* _What the task asks_:
Transcribe the entire listing exactly as it appears.

* _Source data_:
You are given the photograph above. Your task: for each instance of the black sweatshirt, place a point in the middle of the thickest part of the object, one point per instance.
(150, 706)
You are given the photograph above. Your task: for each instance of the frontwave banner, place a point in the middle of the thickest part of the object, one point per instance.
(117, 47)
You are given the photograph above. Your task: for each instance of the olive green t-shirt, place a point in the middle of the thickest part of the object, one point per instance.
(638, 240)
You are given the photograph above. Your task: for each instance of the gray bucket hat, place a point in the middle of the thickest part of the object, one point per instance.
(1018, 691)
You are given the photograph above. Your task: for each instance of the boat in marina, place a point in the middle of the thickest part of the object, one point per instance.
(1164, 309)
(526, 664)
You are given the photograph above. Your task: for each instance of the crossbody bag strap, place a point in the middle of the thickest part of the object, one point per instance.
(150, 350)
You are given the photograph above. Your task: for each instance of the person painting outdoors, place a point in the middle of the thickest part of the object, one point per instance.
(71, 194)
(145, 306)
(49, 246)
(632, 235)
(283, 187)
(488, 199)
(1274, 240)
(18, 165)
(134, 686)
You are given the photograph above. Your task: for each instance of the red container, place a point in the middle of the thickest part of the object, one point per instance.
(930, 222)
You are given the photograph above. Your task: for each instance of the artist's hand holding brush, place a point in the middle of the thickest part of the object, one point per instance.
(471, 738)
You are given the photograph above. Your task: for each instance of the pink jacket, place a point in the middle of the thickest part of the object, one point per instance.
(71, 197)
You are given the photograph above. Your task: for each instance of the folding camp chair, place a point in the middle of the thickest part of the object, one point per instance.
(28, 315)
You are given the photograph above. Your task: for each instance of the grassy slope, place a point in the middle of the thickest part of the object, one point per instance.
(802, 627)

* _Answer space_:
You are given the photograph above. Your task: for each instance of the black sweatshirt, place a point in the middle of the thickest part of the object, one point per instance.
(150, 706)
You are given the photograph above. Your task: for each instance of the frontwave banner, place a point in the middle of the thickest part of the object, one point per instance.
(117, 47)
You are given the photograph above. Your task: for each instance of the olive green t-shirt, place a point in the middle of the thickest part of the object, one point per instance.
(638, 240)
You are given the photograph above. Your task: for each instance of the gray bucket hat, place a point in the middle of the thickest part of the object, one point per instance.
(1018, 691)
You are given the photograph above. Your task: for each instance of the boat in marina, place a point in the middle of the thickest part of the object, one point per instance.
(1164, 309)
(526, 664)
You are given the photograph above. Your task: for each instance of the crossbody bag strap, place a point in the middle of the thickest part of the object, one point per instance.
(150, 350)
You are given the photograph above. Your task: for each instance of the person painting outdoors, place a point in the middle of the thickest part of the object, one point per instance.
(71, 194)
(145, 306)
(49, 246)
(632, 235)
(283, 187)
(488, 199)
(1274, 240)
(18, 165)
(134, 686)
You are given the photograph above. Your task: for each instance of the red container, place a point in the middle of the thickest part of the object, one point per instance.
(930, 222)
You are given the photograph above. Your task: for each instance of the artist's hand holding brush, place a point in the middle of the thickest part of the object, one point per instance.
(471, 738)
You are given the photograph above. Your task: for each instance of the pink jacket, place a point in the middle of the thickest part of the object, one point per instance.
(71, 197)
You are given the photograph above. Your task: for each instance of the folding camp chair, place a point in the middle of the thickest part of the object, one point per instance.
(28, 315)
You are given the photograph above. Your task: for each instance of the grassy slope, place a point in the middle of the thickest part of the object, one point per instance.
(802, 627)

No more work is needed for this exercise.